**Exercises to complete:**
(1) Rewrite the part of the thrift shopping article that opens with the words containing "A global pandemic" and closes with "clothing resale websites.", putting "virtual thrift shops" in place of "online thrift stores".
(2) Do these statements agree with the thrift shopping article? (a) Thrifting is presented as a new concept. (b) The article is dated February 13, 2022. (c) Thrifting gained significant popularity over the past two years during pandemic-caused lockdowns. For each, answer yes or no and quote the deciding words.

**Exercise text:**
- - - - -

On a budget — or not

February 13, 2022

Thrift shops, now moved largely online, are gaining traction, especially amid the pandemic induced lockdowns and people isolating themselves

On a budget — or not

A global pandemic has transformed human lives in a myriad ways. One such change has been an increase in the number of online thrift stores and other clothing resale websites.

Thrifting — which loosely translates to buying “pre-loved” (second hand) and sometimes unused, resold items at discounted prices from thrift stores and flea markets (like our local Sunday bazaars or the good old Landa Bazaar) — is not a new concept. It has existed forever, but it gained significant popularity over the past two years during the pandemic-caused lockdowns. With reduced incomes and other constraints faced during this time, the consumers have come to realise that thrift-buying is simply a sustainable way of living and dressing themselves and their spaces on a budget.

- - - - -

**Excerpted data:**
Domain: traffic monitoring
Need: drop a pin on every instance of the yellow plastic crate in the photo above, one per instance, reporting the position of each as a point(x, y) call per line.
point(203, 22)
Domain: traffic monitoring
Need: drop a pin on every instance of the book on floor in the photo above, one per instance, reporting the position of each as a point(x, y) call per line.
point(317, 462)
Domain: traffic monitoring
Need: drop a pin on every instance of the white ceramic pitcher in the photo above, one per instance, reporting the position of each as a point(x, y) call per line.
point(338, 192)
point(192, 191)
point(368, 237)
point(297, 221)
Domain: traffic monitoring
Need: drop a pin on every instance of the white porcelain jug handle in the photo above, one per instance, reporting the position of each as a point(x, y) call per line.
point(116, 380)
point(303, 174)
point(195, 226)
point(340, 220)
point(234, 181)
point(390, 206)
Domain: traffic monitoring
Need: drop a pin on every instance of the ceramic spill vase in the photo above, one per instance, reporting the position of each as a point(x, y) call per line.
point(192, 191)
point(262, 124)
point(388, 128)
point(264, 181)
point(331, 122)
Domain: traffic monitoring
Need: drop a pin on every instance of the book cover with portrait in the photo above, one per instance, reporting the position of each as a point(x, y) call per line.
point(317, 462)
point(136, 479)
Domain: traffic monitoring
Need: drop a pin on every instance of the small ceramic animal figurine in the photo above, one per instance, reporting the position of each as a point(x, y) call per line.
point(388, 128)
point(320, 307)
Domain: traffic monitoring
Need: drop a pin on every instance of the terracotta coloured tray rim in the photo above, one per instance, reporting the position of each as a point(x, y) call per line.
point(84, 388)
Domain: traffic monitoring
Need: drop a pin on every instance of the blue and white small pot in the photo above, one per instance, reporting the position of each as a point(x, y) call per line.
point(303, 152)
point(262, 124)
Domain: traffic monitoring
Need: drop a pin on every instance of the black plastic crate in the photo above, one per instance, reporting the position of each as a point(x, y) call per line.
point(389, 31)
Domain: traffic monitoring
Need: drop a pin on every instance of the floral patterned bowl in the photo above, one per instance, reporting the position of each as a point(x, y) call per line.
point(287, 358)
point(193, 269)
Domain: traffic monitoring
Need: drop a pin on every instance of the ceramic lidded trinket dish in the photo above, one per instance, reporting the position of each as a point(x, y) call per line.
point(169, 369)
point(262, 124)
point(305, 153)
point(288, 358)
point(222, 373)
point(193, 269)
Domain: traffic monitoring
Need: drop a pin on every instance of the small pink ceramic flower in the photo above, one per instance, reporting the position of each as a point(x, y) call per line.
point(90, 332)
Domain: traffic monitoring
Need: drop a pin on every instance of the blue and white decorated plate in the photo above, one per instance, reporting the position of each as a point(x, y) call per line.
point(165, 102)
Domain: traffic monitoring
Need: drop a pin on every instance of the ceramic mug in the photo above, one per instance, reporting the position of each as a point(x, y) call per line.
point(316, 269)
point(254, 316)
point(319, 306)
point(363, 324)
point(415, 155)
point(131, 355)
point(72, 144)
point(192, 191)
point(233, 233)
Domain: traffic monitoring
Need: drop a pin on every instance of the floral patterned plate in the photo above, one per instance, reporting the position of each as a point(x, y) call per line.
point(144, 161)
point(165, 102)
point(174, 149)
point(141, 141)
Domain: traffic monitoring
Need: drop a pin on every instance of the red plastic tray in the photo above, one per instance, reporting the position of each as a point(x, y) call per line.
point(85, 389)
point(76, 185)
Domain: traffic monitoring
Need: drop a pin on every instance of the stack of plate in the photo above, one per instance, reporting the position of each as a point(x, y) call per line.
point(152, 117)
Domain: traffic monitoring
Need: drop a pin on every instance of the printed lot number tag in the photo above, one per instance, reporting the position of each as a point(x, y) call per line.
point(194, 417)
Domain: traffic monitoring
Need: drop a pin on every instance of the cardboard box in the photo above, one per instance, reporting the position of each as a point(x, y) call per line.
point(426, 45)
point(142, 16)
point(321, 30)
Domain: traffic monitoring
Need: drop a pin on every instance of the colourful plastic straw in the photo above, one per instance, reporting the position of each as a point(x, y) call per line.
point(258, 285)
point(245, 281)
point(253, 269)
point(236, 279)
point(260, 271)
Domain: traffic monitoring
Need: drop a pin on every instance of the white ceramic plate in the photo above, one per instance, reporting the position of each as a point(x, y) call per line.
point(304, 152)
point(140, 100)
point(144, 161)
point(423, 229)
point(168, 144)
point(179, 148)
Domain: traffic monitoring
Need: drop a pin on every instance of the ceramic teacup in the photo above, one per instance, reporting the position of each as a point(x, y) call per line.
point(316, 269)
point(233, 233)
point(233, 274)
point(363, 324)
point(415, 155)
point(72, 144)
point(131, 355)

- - - - -

**Responses:**
(1)
A global pandemic has transformed human lives in a myriad ways. One such change has been an increase in the number of virtual thrift shops and other clothing resale websites.

(2)
(a) No: "is not a new concept."
(b) Yes: "February 13, 2022"
(c) Yes: "it gained significant popularity over the past two years during the pandemic-caused lockdowns."